**Data for this task**.
▬▬▬▬▬▬

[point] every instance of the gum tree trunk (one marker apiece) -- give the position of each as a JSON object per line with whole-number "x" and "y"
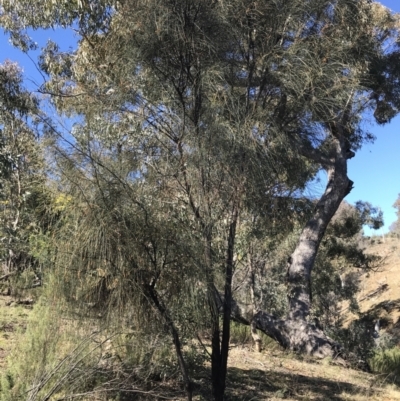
{"x": 295, "y": 332}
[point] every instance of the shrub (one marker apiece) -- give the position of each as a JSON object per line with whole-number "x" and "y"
{"x": 387, "y": 361}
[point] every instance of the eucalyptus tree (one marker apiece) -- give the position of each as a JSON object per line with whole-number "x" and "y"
{"x": 239, "y": 102}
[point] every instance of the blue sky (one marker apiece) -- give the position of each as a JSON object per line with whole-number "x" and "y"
{"x": 375, "y": 169}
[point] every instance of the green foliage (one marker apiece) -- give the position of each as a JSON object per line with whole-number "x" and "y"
{"x": 387, "y": 361}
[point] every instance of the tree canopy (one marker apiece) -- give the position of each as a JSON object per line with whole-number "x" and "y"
{"x": 197, "y": 127}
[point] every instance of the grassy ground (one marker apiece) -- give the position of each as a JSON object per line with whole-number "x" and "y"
{"x": 13, "y": 318}
{"x": 275, "y": 374}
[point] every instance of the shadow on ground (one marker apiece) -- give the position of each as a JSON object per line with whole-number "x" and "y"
{"x": 257, "y": 384}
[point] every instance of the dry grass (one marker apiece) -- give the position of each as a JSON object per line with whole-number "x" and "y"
{"x": 275, "y": 374}
{"x": 380, "y": 289}
{"x": 13, "y": 319}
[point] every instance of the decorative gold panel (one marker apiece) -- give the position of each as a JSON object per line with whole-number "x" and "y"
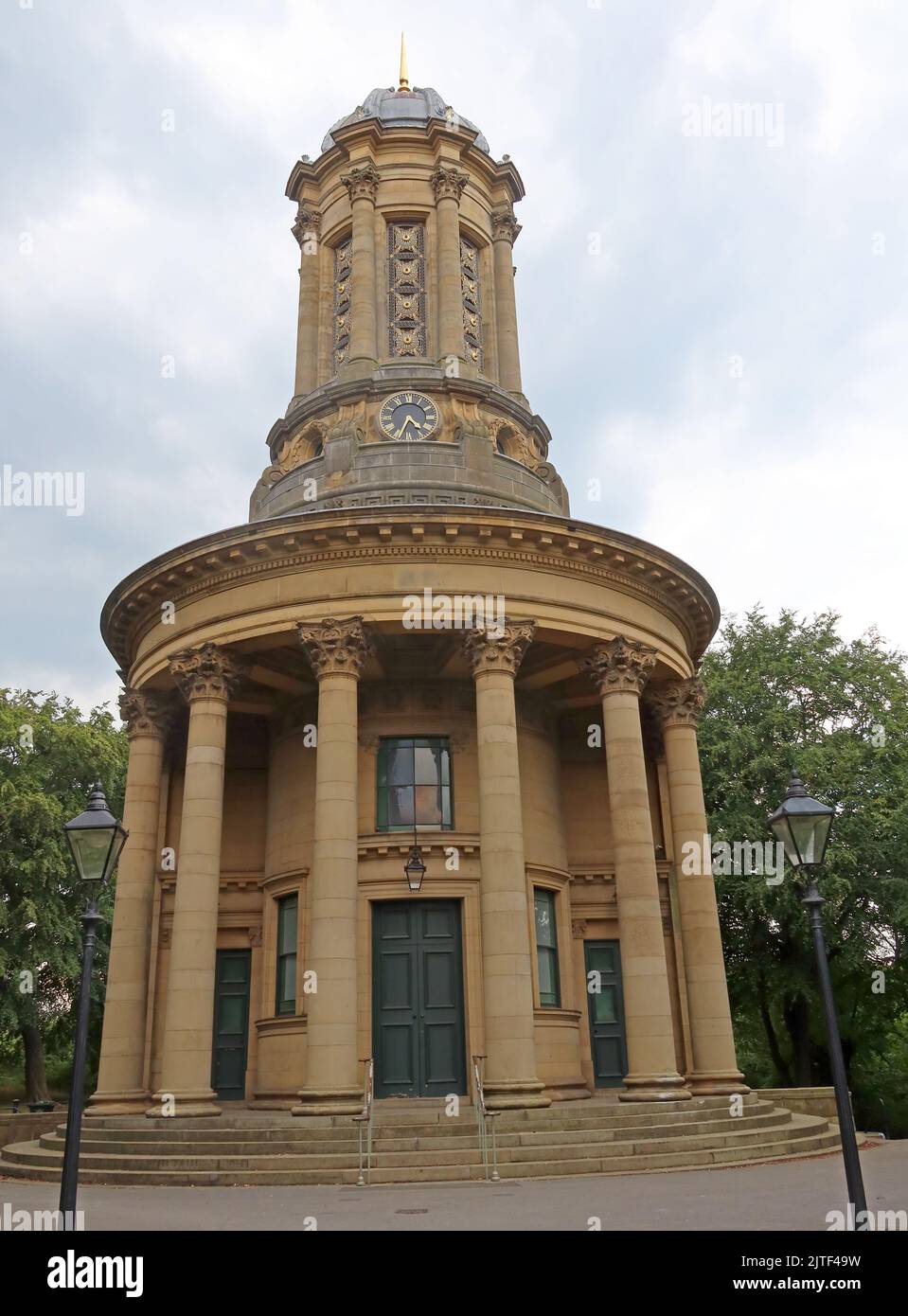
{"x": 343, "y": 279}
{"x": 407, "y": 290}
{"x": 472, "y": 310}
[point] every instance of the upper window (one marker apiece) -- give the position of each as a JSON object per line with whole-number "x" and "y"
{"x": 286, "y": 986}
{"x": 414, "y": 783}
{"x": 546, "y": 947}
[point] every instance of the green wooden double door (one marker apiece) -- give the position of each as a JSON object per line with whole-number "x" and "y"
{"x": 418, "y": 1039}
{"x": 230, "y": 1039}
{"x": 607, "y": 1032}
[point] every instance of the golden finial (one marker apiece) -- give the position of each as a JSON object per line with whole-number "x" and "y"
{"x": 404, "y": 81}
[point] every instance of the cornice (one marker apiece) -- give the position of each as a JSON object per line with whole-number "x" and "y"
{"x": 374, "y": 135}
{"x": 347, "y": 536}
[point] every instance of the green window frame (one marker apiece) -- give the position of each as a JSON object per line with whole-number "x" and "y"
{"x": 286, "y": 977}
{"x": 414, "y": 783}
{"x": 546, "y": 947}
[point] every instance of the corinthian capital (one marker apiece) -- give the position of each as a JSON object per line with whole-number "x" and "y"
{"x": 620, "y": 667}
{"x": 505, "y": 225}
{"x": 448, "y": 182}
{"x": 208, "y": 671}
{"x": 146, "y": 712}
{"x": 307, "y": 222}
{"x": 362, "y": 182}
{"x": 499, "y": 648}
{"x": 678, "y": 702}
{"x": 336, "y": 645}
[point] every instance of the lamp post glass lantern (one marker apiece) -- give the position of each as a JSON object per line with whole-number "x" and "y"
{"x": 803, "y": 824}
{"x": 95, "y": 839}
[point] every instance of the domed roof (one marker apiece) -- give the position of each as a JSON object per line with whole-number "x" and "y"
{"x": 405, "y": 110}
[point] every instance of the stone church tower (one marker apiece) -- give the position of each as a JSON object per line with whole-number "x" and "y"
{"x": 411, "y": 638}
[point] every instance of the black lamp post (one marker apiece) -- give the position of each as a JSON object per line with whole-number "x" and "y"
{"x": 95, "y": 841}
{"x": 803, "y": 826}
{"x": 415, "y": 867}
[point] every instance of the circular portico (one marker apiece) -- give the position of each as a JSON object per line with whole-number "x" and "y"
{"x": 274, "y": 661}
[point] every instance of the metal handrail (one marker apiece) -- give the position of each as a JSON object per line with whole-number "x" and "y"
{"x": 364, "y": 1123}
{"x": 485, "y": 1121}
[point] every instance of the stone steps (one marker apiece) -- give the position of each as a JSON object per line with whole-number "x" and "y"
{"x": 611, "y": 1116}
{"x": 534, "y": 1144}
{"x": 387, "y": 1140}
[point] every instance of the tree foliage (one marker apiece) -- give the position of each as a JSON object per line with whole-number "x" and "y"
{"x": 791, "y": 695}
{"x": 49, "y": 758}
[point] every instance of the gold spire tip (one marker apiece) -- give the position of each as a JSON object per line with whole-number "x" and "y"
{"x": 404, "y": 81}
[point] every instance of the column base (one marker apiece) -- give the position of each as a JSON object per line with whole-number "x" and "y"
{"x": 728, "y": 1083}
{"x": 329, "y": 1100}
{"x": 134, "y": 1102}
{"x": 183, "y": 1106}
{"x": 515, "y": 1094}
{"x": 654, "y": 1087}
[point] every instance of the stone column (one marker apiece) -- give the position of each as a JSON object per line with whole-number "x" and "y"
{"x": 448, "y": 185}
{"x": 307, "y": 230}
{"x": 120, "y": 1080}
{"x": 678, "y": 704}
{"x": 510, "y": 1076}
{"x": 505, "y": 235}
{"x": 620, "y": 668}
{"x": 206, "y": 677}
{"x": 362, "y": 185}
{"x": 337, "y": 650}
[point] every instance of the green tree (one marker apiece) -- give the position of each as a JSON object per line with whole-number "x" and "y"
{"x": 791, "y": 695}
{"x": 49, "y": 756}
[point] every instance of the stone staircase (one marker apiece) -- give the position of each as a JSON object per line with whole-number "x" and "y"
{"x": 416, "y": 1143}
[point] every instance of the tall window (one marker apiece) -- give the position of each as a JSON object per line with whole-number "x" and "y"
{"x": 546, "y": 947}
{"x": 414, "y": 783}
{"x": 286, "y": 988}
{"x": 407, "y": 290}
{"x": 472, "y": 308}
{"x": 343, "y": 276}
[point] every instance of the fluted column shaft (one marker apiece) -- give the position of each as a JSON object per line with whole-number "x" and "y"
{"x": 712, "y": 1040}
{"x": 505, "y": 235}
{"x": 206, "y": 677}
{"x": 510, "y": 1076}
{"x": 333, "y": 1082}
{"x": 620, "y": 670}
{"x": 307, "y": 230}
{"x": 121, "y": 1073}
{"x": 362, "y": 186}
{"x": 448, "y": 185}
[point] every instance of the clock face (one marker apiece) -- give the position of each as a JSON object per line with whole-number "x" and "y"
{"x": 408, "y": 416}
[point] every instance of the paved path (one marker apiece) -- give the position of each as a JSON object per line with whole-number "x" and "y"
{"x": 792, "y": 1197}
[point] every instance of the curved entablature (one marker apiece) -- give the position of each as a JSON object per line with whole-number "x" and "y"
{"x": 582, "y": 582}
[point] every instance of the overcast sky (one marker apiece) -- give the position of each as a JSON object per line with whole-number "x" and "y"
{"x": 715, "y": 327}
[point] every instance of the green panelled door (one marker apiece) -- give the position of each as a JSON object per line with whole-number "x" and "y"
{"x": 230, "y": 1024}
{"x": 418, "y": 998}
{"x": 610, "y": 1049}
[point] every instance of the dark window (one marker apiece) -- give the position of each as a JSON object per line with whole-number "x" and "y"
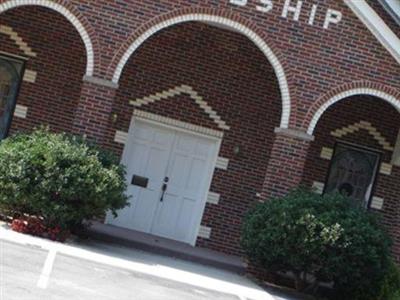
{"x": 353, "y": 172}
{"x": 11, "y": 71}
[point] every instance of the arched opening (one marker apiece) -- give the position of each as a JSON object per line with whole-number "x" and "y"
{"x": 197, "y": 74}
{"x": 221, "y": 22}
{"x": 55, "y": 62}
{"x": 356, "y": 151}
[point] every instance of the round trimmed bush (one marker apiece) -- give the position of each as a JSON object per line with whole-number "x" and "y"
{"x": 59, "y": 178}
{"x": 320, "y": 239}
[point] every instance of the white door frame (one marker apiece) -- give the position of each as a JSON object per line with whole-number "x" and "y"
{"x": 200, "y": 207}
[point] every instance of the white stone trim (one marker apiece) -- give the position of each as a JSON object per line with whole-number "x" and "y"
{"x": 176, "y": 123}
{"x": 222, "y": 163}
{"x": 178, "y": 90}
{"x": 359, "y": 91}
{"x": 20, "y": 111}
{"x": 318, "y": 187}
{"x": 377, "y": 202}
{"x": 326, "y": 153}
{"x": 18, "y": 40}
{"x": 68, "y": 15}
{"x": 341, "y": 132}
{"x": 204, "y": 232}
{"x": 251, "y": 35}
{"x": 213, "y": 198}
{"x": 121, "y": 137}
{"x": 30, "y": 76}
{"x": 376, "y": 25}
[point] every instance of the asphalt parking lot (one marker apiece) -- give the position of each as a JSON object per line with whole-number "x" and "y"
{"x": 24, "y": 277}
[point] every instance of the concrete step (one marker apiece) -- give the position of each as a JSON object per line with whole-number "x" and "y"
{"x": 163, "y": 246}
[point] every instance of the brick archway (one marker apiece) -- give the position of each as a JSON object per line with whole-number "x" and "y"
{"x": 359, "y": 88}
{"x": 211, "y": 17}
{"x": 73, "y": 17}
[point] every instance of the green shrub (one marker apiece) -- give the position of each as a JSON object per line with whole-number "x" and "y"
{"x": 328, "y": 237}
{"x": 59, "y": 178}
{"x": 390, "y": 285}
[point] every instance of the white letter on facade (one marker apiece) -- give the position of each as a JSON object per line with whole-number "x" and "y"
{"x": 332, "y": 16}
{"x": 312, "y": 14}
{"x": 295, "y": 9}
{"x": 266, "y": 7}
{"x": 239, "y": 2}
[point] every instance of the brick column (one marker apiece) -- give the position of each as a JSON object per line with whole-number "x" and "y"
{"x": 287, "y": 161}
{"x": 94, "y": 108}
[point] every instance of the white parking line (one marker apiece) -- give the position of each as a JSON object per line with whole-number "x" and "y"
{"x": 188, "y": 276}
{"x": 46, "y": 271}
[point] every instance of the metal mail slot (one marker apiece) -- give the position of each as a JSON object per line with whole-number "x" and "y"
{"x": 140, "y": 181}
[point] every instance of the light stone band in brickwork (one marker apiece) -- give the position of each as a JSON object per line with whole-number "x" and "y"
{"x": 30, "y": 76}
{"x": 183, "y": 89}
{"x": 68, "y": 15}
{"x": 18, "y": 40}
{"x": 250, "y": 34}
{"x": 169, "y": 121}
{"x": 359, "y": 91}
{"x": 222, "y": 163}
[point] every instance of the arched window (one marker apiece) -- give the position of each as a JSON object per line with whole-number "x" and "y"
{"x": 353, "y": 172}
{"x": 10, "y": 77}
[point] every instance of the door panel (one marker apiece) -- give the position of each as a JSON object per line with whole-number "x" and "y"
{"x": 10, "y": 77}
{"x": 146, "y": 155}
{"x": 188, "y": 169}
{"x": 157, "y": 152}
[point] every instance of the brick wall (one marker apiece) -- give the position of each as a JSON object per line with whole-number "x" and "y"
{"x": 224, "y": 67}
{"x": 59, "y": 64}
{"x": 232, "y": 76}
{"x": 385, "y": 119}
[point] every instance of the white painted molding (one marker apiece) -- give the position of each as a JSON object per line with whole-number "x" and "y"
{"x": 222, "y": 163}
{"x": 319, "y": 187}
{"x": 213, "y": 198}
{"x": 341, "y": 132}
{"x": 68, "y": 15}
{"x": 176, "y": 123}
{"x": 121, "y": 137}
{"x": 204, "y": 232}
{"x": 178, "y": 90}
{"x": 20, "y": 111}
{"x": 376, "y": 25}
{"x": 359, "y": 91}
{"x": 251, "y": 35}
{"x": 22, "y": 45}
{"x": 100, "y": 81}
{"x": 377, "y": 202}
{"x": 30, "y": 76}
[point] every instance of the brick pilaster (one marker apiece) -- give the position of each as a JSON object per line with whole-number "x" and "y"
{"x": 287, "y": 161}
{"x": 94, "y": 109}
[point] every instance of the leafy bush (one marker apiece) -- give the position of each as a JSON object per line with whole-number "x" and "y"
{"x": 327, "y": 238}
{"x": 59, "y": 178}
{"x": 390, "y": 285}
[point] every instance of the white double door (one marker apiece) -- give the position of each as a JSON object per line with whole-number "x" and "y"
{"x": 178, "y": 168}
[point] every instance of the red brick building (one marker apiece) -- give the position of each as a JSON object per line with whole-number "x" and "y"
{"x": 213, "y": 105}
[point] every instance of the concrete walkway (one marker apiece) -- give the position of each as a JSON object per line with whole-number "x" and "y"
{"x": 81, "y": 266}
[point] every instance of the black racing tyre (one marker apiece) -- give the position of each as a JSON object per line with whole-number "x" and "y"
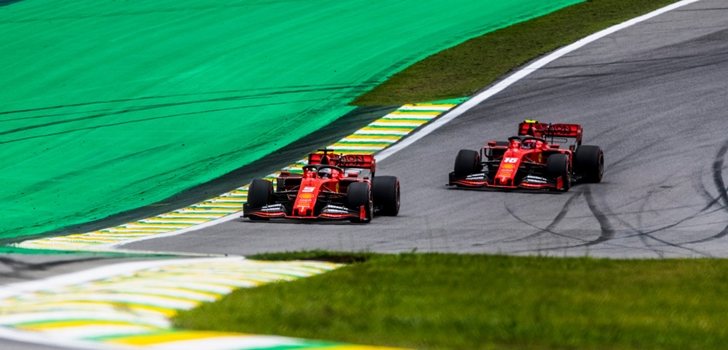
{"x": 589, "y": 163}
{"x": 385, "y": 190}
{"x": 260, "y": 193}
{"x": 358, "y": 194}
{"x": 558, "y": 165}
{"x": 467, "y": 162}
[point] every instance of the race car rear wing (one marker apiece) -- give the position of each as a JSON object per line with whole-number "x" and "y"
{"x": 544, "y": 130}
{"x": 360, "y": 161}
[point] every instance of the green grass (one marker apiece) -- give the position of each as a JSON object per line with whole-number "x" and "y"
{"x": 434, "y": 301}
{"x": 467, "y": 68}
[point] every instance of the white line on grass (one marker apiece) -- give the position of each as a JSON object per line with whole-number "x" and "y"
{"x": 479, "y": 98}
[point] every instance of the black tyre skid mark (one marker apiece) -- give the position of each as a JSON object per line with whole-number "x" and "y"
{"x": 549, "y": 228}
{"x": 722, "y": 193}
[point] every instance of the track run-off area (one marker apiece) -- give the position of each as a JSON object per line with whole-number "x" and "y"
{"x": 116, "y": 106}
{"x": 652, "y": 95}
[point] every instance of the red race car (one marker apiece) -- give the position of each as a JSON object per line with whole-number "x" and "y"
{"x": 542, "y": 156}
{"x": 332, "y": 186}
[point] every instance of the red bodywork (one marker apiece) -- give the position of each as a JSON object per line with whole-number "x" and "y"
{"x": 320, "y": 191}
{"x": 521, "y": 161}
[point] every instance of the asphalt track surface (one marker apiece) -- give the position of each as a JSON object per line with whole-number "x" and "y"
{"x": 653, "y": 96}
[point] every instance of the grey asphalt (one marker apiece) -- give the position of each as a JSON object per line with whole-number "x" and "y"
{"x": 653, "y": 96}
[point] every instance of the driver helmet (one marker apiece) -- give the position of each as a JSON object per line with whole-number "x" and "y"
{"x": 325, "y": 172}
{"x": 529, "y": 144}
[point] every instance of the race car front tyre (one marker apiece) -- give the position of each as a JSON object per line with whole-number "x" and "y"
{"x": 385, "y": 190}
{"x": 589, "y": 163}
{"x": 359, "y": 194}
{"x": 260, "y": 194}
{"x": 467, "y": 162}
{"x": 557, "y": 165}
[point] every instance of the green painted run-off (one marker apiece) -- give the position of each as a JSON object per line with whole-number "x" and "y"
{"x": 107, "y": 106}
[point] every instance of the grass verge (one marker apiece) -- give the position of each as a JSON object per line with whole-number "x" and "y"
{"x": 441, "y": 301}
{"x": 467, "y": 68}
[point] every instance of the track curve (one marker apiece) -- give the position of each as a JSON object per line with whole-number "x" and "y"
{"x": 652, "y": 96}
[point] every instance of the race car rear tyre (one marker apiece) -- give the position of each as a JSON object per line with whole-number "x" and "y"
{"x": 385, "y": 190}
{"x": 358, "y": 194}
{"x": 589, "y": 163}
{"x": 557, "y": 165}
{"x": 260, "y": 194}
{"x": 467, "y": 162}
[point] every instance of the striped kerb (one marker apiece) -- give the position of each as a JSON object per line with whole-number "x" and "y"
{"x": 371, "y": 139}
{"x": 131, "y": 304}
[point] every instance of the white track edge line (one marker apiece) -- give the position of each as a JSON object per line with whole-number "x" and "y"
{"x": 227, "y": 218}
{"x": 56, "y": 342}
{"x": 98, "y": 273}
{"x": 477, "y": 99}
{"x": 457, "y": 111}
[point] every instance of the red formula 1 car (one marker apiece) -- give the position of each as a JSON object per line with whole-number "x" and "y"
{"x": 542, "y": 156}
{"x": 332, "y": 186}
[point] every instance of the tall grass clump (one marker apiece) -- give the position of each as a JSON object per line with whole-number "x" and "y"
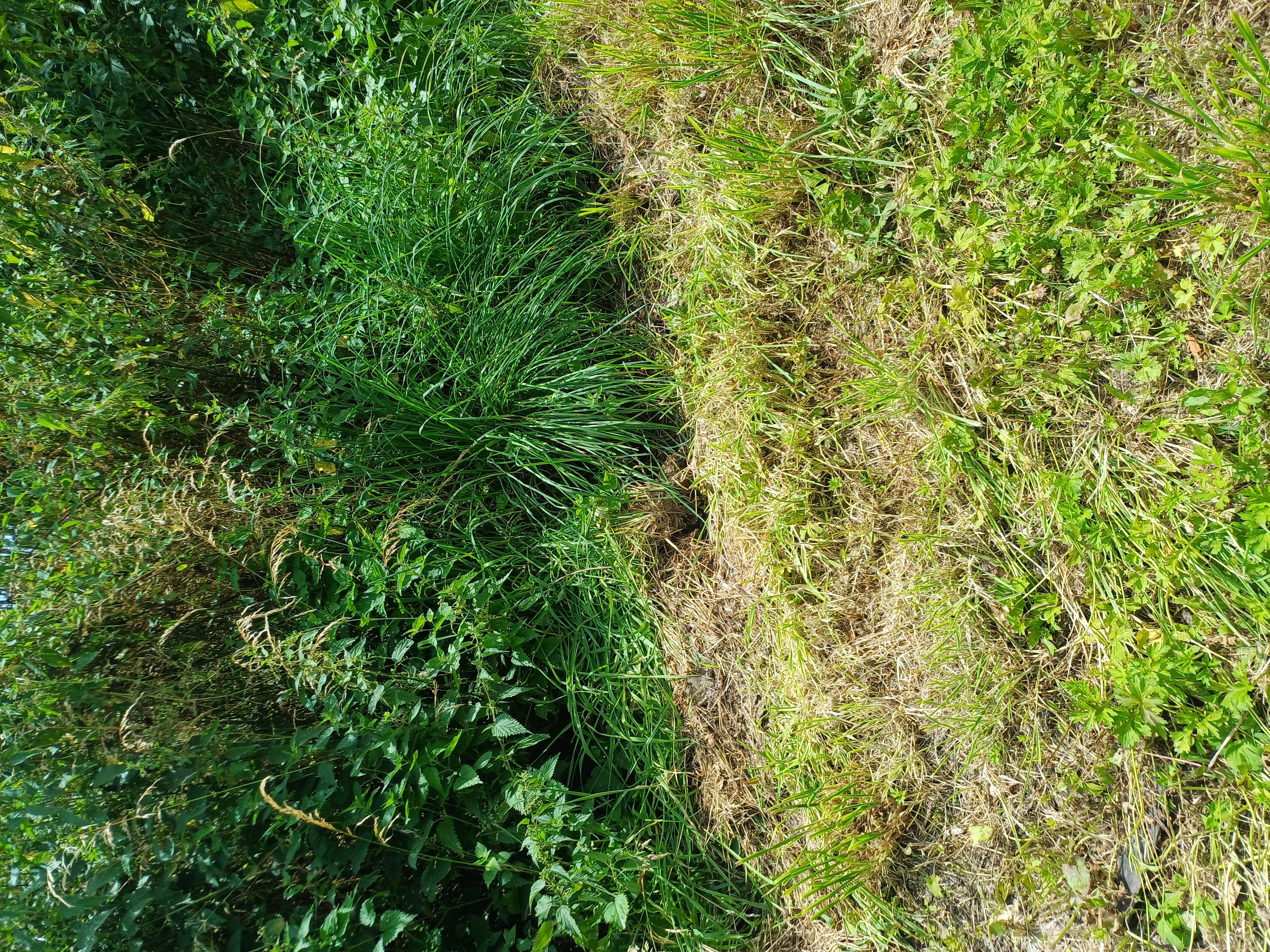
{"x": 384, "y": 675}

▬▬▬▬▬▬

**Instructions for the task**. Print once more, exactly, the lines from the one with "[point] every instance of the striped" through the last line of the data, both ends included, without any pictures.

**Response**.
[point] every instance of the striped kerb (one marker apiece) -- give the position of each as a JSON object per line with whole-number "x" and "y"
{"x": 371, "y": 139}
{"x": 131, "y": 304}
[point] every instance of the white track edge line (one marker apiece) -- give the position of each as a JSON object per line with whole-number "x" and "y"
{"x": 227, "y": 218}
{"x": 56, "y": 342}
{"x": 98, "y": 273}
{"x": 477, "y": 99}
{"x": 457, "y": 111}
[point] every instance of the red formula 1 car (one marker apiece) -- give the position of each as a JSON object per line with whole-number "x" and "y"
{"x": 542, "y": 156}
{"x": 332, "y": 186}
[point] every instance of the tall grass clump (one marker apiece) -- give the position of each as a JSON object per line with whole-number "x" and "y"
{"x": 384, "y": 675}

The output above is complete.